__Passage shown__:
□ □ □ □
You can always manually enter the lat/lng (37.7749, -122.4194) in the URL until I figure a way to make zoom work.


One of the really interesting things about the ISS photos NASA publishes... They've been doing it for 20+ years now, so there's a lot of historical high res data to go through. Pretty much from the first days that high-quality fully digital SLR cameras were available in the early 2000s, NASA flew them to the ISS. Even the photos from 2001 are really crisp.

If you look carefully at the computers in the photos from 1999 onwards, you'll be able to see NASA's evolution through more than a dozen generations of Thinkpad laptops. I think they started with A20 / T20 models (600 MHz mobile Pentium 3) and went onwards from there. There's a number of photos where you'll see 5 or 6 thinkpads tilted at various angles clustered around one area to form a workstation.

https://www.nasa.gov/mission_pages/station/multimedia/galler...

https://images.nasa.gov

an array of thinkpads: https://en.wikipedia.org/wiki/ThinkPad#/media/File:ISS-38_EV...


Is it surprising they've stuck with them through the Lenovo era? I'd expect NASA to have a policy of buying American (I know components are going to be made in China regardless) even when there isn't a national security consideration.


They switched to HP ZBooks in 2016. Interesting article listing all the models used: https://www.techrepublic.com/article/from-windows-10-linux-i...


For example HP Elitebooks are made by Inventec. Look at ODM https://en.m.wikipedia.org/wiki/List_of_laptop_brands_and_ma... . Actual prpduct brand names don't mean that much...


it's an international space station though...


one where China is banned from participating

https://en.wikipedia.org/wiki/Politics_of_the_International_...


When I land on the page, I get three history entries in my browser as your page loads. This means that if I have no interactions with the site and want to go back to HN, I need to click back three times.

While I get that this isn't a bug, it is a usability peeve that I notice on more and more sites lately.



Merged it in and looks like it's in place - hopefully fix that nasty issue. Many thanks for the fix.


Got it and will integrate now - much appreciated and much better than the endless entries. Thank you.


Not everyone has your knowledge and ability


I'm going to give you the benefit of the doubt and assume you're not familiar with GitHub, please correct me if I'm wrong.

A pull request (PR) includes the changes needed to fix the issue - the OP used their knowledge and ability to help :)
□ □ □ □
__Required task 1__: Please render the entries below as a Markdown table with the columns Row and Line, numbering each row and leaving out blank lines. Include everything from the line containing "# trace the outline of every instance of the brown" down to the end of the entries.
__Required task 2__: Write the next part of the comment thread about ISS photos, picking up after its last comment.
□ □ □ □
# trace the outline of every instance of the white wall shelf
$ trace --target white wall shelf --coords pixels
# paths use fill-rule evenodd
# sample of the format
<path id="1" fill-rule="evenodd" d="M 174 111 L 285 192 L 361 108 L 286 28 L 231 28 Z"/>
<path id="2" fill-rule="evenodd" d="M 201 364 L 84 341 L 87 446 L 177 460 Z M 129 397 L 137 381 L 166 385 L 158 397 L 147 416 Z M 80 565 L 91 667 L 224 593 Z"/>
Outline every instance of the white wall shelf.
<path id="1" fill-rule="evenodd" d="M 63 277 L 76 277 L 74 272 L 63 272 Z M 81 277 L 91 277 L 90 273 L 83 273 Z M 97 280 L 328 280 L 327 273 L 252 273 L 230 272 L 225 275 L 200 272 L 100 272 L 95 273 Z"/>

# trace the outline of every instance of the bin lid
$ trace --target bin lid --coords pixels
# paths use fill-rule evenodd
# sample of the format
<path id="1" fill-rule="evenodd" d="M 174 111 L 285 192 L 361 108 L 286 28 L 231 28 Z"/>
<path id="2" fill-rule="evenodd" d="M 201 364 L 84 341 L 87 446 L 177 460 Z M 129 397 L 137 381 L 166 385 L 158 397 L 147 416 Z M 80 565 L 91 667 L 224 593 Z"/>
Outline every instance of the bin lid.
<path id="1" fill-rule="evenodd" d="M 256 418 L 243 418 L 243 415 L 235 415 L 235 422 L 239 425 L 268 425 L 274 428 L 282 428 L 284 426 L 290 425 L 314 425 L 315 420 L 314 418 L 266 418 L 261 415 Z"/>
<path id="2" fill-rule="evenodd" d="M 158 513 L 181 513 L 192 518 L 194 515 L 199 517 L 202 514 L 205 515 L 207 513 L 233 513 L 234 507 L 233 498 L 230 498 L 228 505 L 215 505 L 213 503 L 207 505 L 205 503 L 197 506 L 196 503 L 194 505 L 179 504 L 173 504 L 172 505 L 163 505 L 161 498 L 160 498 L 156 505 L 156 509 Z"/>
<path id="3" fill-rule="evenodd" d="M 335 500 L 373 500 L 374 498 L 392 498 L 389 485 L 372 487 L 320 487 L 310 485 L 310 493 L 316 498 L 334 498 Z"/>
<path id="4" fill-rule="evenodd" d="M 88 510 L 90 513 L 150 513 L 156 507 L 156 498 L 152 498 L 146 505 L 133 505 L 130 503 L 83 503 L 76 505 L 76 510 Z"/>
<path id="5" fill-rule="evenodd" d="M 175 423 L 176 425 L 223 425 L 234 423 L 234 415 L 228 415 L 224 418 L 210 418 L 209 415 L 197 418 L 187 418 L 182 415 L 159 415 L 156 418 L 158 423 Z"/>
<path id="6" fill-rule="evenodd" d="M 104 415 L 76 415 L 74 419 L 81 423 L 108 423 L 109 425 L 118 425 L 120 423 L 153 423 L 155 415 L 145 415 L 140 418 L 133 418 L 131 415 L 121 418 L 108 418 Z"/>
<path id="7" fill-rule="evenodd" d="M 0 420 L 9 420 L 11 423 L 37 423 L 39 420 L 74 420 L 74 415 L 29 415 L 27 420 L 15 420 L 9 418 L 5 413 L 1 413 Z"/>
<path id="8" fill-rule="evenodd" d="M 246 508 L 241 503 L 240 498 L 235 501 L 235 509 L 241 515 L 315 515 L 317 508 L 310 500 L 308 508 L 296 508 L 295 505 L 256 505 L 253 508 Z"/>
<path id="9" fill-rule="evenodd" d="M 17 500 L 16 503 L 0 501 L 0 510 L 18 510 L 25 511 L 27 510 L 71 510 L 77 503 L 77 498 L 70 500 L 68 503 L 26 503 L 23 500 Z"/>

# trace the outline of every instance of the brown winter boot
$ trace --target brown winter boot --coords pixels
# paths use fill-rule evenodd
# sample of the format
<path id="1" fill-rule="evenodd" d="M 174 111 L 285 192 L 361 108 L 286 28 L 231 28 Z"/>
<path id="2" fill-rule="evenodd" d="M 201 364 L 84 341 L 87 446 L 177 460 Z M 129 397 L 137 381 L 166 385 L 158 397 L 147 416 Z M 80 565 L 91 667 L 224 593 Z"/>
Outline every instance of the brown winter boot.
□ □ □ □
__Task output 1__:
| Row | Line |
|---|---|
| 1 | # trace the outline of every instance of the brown winter boot |
| 2 | $ trace --target brown winter boot --coords pixels |
| 3 | # paths use fill-rule evenodd |
| 4 | # sample of the format |
| 5 | <path id="1" fill-rule="evenodd" d="M 174 111 L 285 192 L 361 108 L 286 28 L 231 28 Z"/> |
| 6 | <path id="2" fill-rule="evenodd" d="M 201 364 L 84 341 L 87 446 L 177 460 Z M 129 397 L 137 381 L 166 385 L 158 397 L 147 416 Z M 80 565 L 91 667 L 224 593 Z"/> |
| 7 | Outline every instance of the brown winter boot. |

__Task output 2__:
You can see the actual file change here: https://github.com/callumprentice/callumprentice.github.io/p...


Thank you. The parent to my comment originally had a snarky "and it only took me 45 seconds" to imply that instead of complaining the person he was replying to should have done what he did and opened a PR instead. Maybe I should reply using quotes so this sort of thing doesn't happen :)


Ahhhh! Yeah that makes sense, sorry for the assume! :)


It's not a new pattern though.

Before they've done it for telemetry and identifying which initiative this click is from. Nowadays it's just that they're redirecting the default route to a particular site after, so they could potentially switch the site they redirect to later.

While a small annoyance to mobile users which go there from sites like hn, it does give the owner of the site a tiny amount of control where ppl end up on their site.

At least that's my interpretation...


Still so annoying. I wish browsers at least might do something like skip quick redirects in history?


Browsers could pin recent other sites to the bottom of the visible history, so you can still leaf back within a website but moving back to the previous site is also very easy.


On desktop you can usually long-press the back button to get a list of the recent history and jump back two steps to avoid getting stuck.


Unfortunately, I couldn’t see much in this one. When I tried a few locations by tapping around on the map, I only got black screens at the bottom even for the places that were supposed to have many photos. And then I found that the back navigation was hijacked by the site and it didn’t work for me. I’m using Firefox Focus on iOS, if that’s of any help to figure out what’s happening.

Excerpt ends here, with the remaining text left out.